What you need to do.
Reproduce the data word for word, beginning with the line that contains "the metal bar." and continuing through the line that contains "[1210,700,1285,716]". Leave out any pictures.

Available records.
______
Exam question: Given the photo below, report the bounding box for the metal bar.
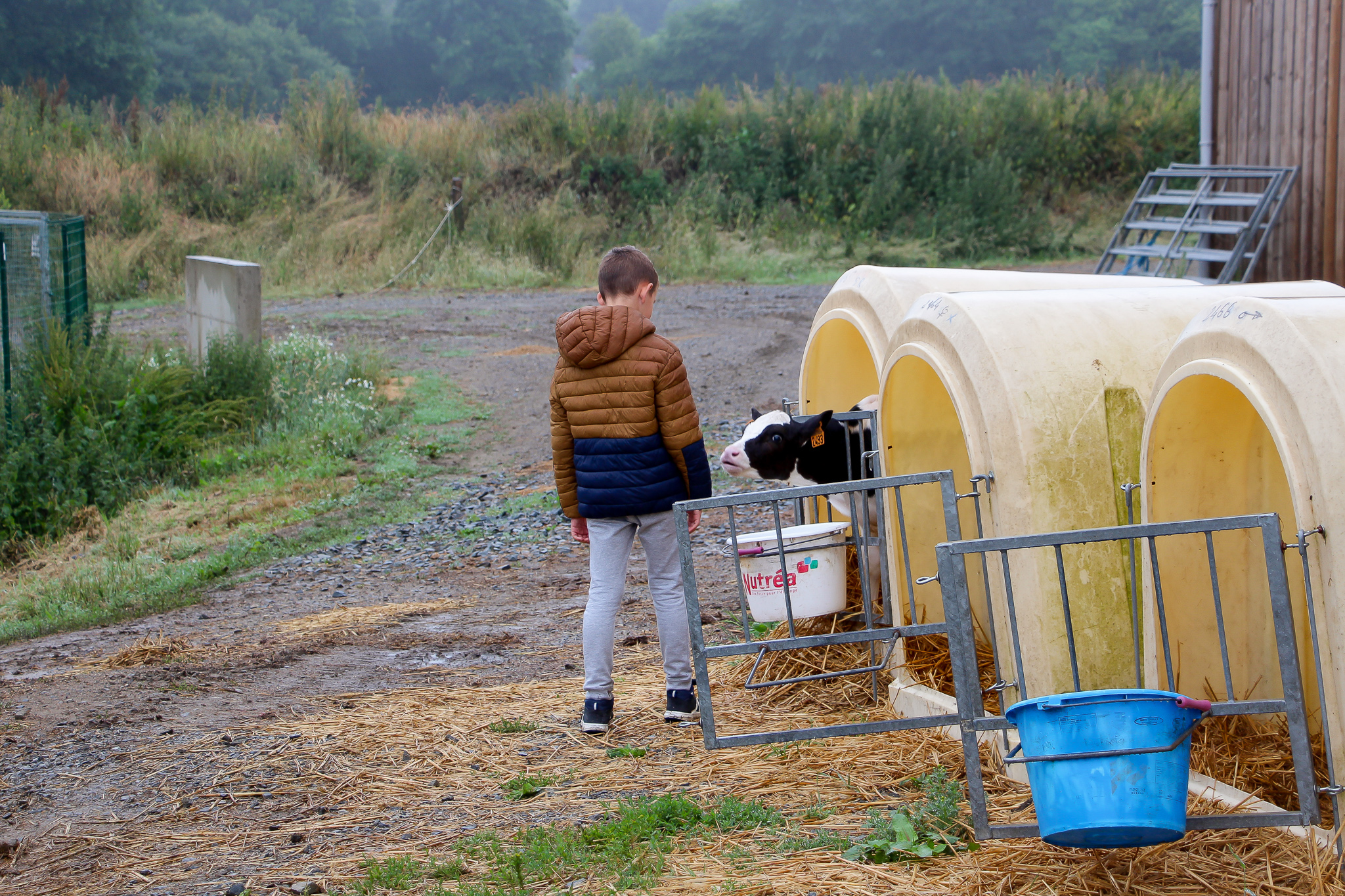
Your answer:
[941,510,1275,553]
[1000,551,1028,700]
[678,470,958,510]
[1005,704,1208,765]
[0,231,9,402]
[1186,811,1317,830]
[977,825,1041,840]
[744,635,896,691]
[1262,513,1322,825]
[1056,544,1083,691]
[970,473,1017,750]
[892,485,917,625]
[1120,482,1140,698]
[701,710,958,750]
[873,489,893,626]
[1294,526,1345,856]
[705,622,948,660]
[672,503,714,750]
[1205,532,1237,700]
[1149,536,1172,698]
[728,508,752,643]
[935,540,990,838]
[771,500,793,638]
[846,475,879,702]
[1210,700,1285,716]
______
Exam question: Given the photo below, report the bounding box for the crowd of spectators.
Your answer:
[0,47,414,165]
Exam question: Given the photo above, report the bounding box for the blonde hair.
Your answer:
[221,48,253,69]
______
Complete response.
Exam question: Given the photo below, report the bounding box for the metal bar.
Your answer:
[941,510,1275,553]
[1000,551,1028,700]
[678,470,958,510]
[1005,704,1208,765]
[0,231,9,402]
[1186,811,1317,830]
[977,825,1041,840]
[744,635,896,691]
[1262,513,1322,825]
[1056,544,1083,691]
[970,473,1017,750]
[892,485,917,625]
[1120,482,1140,698]
[701,710,958,750]
[873,489,893,626]
[1294,526,1345,856]
[705,622,948,660]
[672,503,714,750]
[1205,532,1237,700]
[1149,536,1172,698]
[728,508,752,643]
[935,540,990,838]
[771,500,793,638]
[846,475,879,702]
[1210,700,1285,716]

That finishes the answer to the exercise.